++++ TASK INPUTS
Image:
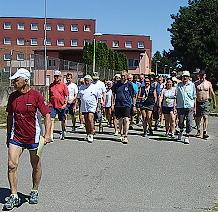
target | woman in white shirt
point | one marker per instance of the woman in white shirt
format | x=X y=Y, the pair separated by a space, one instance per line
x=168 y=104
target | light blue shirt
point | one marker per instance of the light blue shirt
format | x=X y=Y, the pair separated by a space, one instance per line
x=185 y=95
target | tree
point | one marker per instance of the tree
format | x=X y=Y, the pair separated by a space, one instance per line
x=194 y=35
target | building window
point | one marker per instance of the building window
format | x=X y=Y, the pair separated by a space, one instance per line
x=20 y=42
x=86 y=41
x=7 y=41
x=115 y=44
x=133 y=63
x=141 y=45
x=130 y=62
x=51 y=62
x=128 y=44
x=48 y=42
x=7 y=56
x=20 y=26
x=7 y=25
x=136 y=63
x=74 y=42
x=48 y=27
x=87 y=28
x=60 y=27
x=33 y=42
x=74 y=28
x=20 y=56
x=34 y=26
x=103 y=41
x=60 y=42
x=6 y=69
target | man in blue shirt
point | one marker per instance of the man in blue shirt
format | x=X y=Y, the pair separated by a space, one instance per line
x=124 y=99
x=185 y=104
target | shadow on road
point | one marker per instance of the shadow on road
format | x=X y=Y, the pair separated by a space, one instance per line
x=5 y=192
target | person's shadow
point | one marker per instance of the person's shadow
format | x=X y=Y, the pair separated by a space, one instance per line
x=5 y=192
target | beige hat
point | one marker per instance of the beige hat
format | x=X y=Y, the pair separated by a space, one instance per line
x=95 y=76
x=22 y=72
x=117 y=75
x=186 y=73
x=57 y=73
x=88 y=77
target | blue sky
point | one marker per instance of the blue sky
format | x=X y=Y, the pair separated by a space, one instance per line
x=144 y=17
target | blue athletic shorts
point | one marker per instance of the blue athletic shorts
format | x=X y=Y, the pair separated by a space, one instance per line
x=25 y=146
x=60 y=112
++++++++
**AIM OF THE EXERCISE**. Copy the records from the line with "target | building window" through the end of the records, changing every "marker" to "dot" and leaving everything else the same.

**EXERCISE RESPONSE**.
target | building window
point | one dot per instance of the building window
format | x=X y=Y, the pair separated by a space, one instance per line
x=20 y=42
x=86 y=41
x=7 y=41
x=115 y=44
x=133 y=63
x=141 y=45
x=130 y=62
x=51 y=62
x=128 y=44
x=48 y=42
x=7 y=56
x=20 y=26
x=7 y=25
x=136 y=63
x=74 y=42
x=48 y=27
x=87 y=28
x=60 y=27
x=33 y=42
x=74 y=28
x=20 y=56
x=34 y=26
x=103 y=41
x=60 y=42
x=6 y=69
target | man in blue shirt
point | one dot per instance of the man in blue shirt
format | x=X y=Y, the pair separated by a space, one instance per line
x=124 y=99
x=185 y=104
target | shadow on road
point | one dot per instance of the shadow on road
format | x=X y=Y, the pair separated by a space, one instance per line
x=5 y=192
target | person's shadow
point | one dot per instance of the person's shadow
format | x=X y=Y, the pair separated by a space, one instance per line
x=5 y=192
target | beige hat
point | one dot per instance of the beige hat
format | x=X y=Y, the pair separated by a space, one instance per line
x=95 y=76
x=22 y=72
x=117 y=75
x=186 y=73
x=57 y=73
x=88 y=77
target | blue sky
point | one dot per instance of the blue sky
format | x=X y=Y, the pair separated by a space, one instance per line
x=144 y=17
target | blue athletic shorts
point | one dot per instance of the blue athletic shorts
format | x=X y=Y, the pair separated by a space, one instance per line
x=25 y=146
x=60 y=112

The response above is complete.